§ **Exercise description**
Swap every "pin" for "mark" and write out all the records below with nothing else changed. Leave the pictures out.

§ **Dataset excerpts**
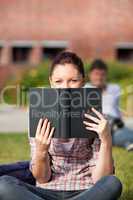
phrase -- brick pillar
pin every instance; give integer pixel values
(6, 55)
(35, 55)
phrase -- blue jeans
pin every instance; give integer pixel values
(123, 137)
(11, 188)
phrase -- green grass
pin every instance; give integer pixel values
(15, 147)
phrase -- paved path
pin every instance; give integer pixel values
(13, 119)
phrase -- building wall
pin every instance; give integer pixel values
(92, 28)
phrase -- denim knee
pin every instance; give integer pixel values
(115, 183)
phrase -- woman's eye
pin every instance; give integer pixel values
(74, 80)
(58, 81)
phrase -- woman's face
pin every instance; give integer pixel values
(66, 76)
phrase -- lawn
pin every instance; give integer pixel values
(15, 147)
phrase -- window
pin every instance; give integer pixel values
(125, 52)
(21, 54)
(52, 48)
(21, 51)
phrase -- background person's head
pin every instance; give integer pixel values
(67, 71)
(98, 73)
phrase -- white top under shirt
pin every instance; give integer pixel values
(110, 100)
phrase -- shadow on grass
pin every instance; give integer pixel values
(128, 195)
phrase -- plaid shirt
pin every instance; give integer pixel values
(72, 163)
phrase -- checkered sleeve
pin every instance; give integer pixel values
(32, 151)
(95, 154)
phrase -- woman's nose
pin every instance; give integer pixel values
(66, 85)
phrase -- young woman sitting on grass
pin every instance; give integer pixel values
(74, 168)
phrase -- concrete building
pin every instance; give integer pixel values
(33, 30)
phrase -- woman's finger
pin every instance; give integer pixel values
(47, 131)
(94, 119)
(90, 124)
(97, 113)
(43, 129)
(91, 129)
(38, 130)
(50, 135)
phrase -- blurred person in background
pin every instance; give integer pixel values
(98, 75)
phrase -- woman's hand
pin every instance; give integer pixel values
(43, 136)
(100, 125)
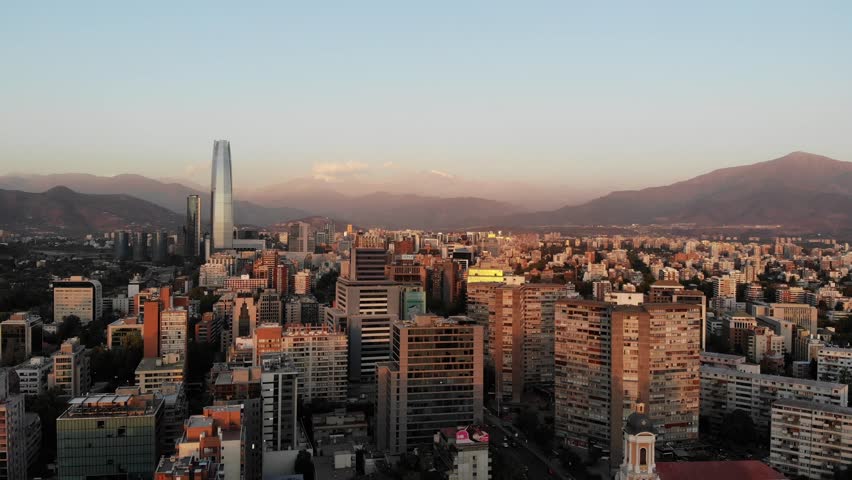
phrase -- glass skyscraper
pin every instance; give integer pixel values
(221, 201)
(192, 238)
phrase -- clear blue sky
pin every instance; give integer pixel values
(632, 93)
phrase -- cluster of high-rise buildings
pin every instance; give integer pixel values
(634, 341)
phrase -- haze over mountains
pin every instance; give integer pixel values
(800, 190)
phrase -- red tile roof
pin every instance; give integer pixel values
(731, 470)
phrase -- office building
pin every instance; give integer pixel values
(302, 282)
(321, 357)
(160, 247)
(140, 246)
(109, 436)
(724, 390)
(20, 338)
(298, 239)
(121, 245)
(119, 331)
(70, 368)
(810, 440)
(34, 375)
(609, 358)
(13, 434)
(521, 337)
(432, 358)
(153, 373)
(269, 307)
(174, 323)
(192, 229)
(221, 197)
(77, 296)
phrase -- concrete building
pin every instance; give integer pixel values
(221, 194)
(834, 363)
(279, 391)
(120, 330)
(153, 373)
(34, 375)
(321, 358)
(520, 335)
(70, 368)
(461, 453)
(269, 307)
(174, 337)
(20, 338)
(609, 358)
(13, 447)
(218, 435)
(432, 358)
(724, 390)
(77, 296)
(763, 343)
(107, 436)
(810, 440)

§ **Output of the exercise**
phrase -- brick pillar
mark every instance; give integer pixel values
(6, 55)
(35, 55)
phrase -- blue jeans
mark every instance; give integer pixel values
(123, 137)
(11, 188)
phrase -- green grass
mark every instance; give integer pixel values
(15, 147)
phrase -- paved path
mark every instance; give integer pixel values
(13, 119)
phrase -- building wall
mark every instance; give integer pixel values
(92, 28)
phrase -- denim knee
mark every instance; give integer pixel values
(115, 183)
phrase -- woman's eye
mark every instance; give integer pixel values
(74, 80)
(58, 81)
phrase -- woman's face
mark every instance; give integer pixel values
(66, 76)
phrase -- lawn
mark every instance; give integer pixel values
(15, 147)
phrase -- window
mark every instance; give integer pixel values
(125, 52)
(21, 54)
(52, 48)
(21, 51)
phrase -- background person's head
mark every instance; give integer pixel values
(67, 71)
(98, 73)
phrase -- white top under shirt
mark every instance; give integer pixel values
(110, 100)
phrase -- shadow on grass
mark every instance; give integer pixel values
(128, 195)
phrase -- plaid shirt
mark every instance; give integer pixel values
(72, 163)
phrase -- checkered sleeve
mark every instance; give integer pixel values
(32, 151)
(95, 154)
phrase -- woman's nose
mark every instance; give integer pixel values
(66, 85)
phrase -- young woman sitting on grass
mark every instance; give integer pixel values
(74, 168)
phrase -- concrete building
mark every instance; give integer pixel values
(33, 30)
phrase -- woman's finger
mark every instance; give integer pixel values
(47, 131)
(94, 119)
(90, 124)
(97, 113)
(43, 129)
(91, 129)
(38, 130)
(50, 135)
phrase -- blurred person in background
mark every instance; give integer pixel values
(98, 75)
phrase -- woman's hand
mark every instance; give integer pixel values
(43, 136)
(100, 125)
phrase -- glass skyscraper
mark every instance; give integer pixel values
(221, 201)
(192, 238)
phrase -- clear blue sky
mark every instance; give integer pixel values
(632, 93)
phrase -- cluster of high-rise buildings
mark every instance; give integer pixel values
(634, 341)
phrase -- haze over mountains
mark every instance; give integer pixel values
(800, 190)
phrase -- red tile roof
mark every instance; give integer pixel values
(731, 470)
phrase -- office building
mark every instance; give integer pixel values
(302, 282)
(321, 357)
(160, 247)
(140, 246)
(109, 436)
(724, 390)
(20, 338)
(298, 239)
(121, 245)
(119, 331)
(70, 368)
(810, 440)
(34, 375)
(609, 358)
(13, 434)
(521, 337)
(432, 358)
(153, 373)
(269, 307)
(174, 323)
(192, 229)
(221, 197)
(77, 296)
phrase -- concrete building
mark every instance; give integer pixel values
(221, 194)
(834, 363)
(279, 391)
(120, 330)
(153, 373)
(34, 375)
(321, 358)
(520, 335)
(70, 368)
(461, 453)
(269, 307)
(174, 337)
(20, 338)
(609, 358)
(13, 447)
(218, 435)
(432, 358)
(724, 390)
(77, 296)
(763, 343)
(107, 436)
(810, 440)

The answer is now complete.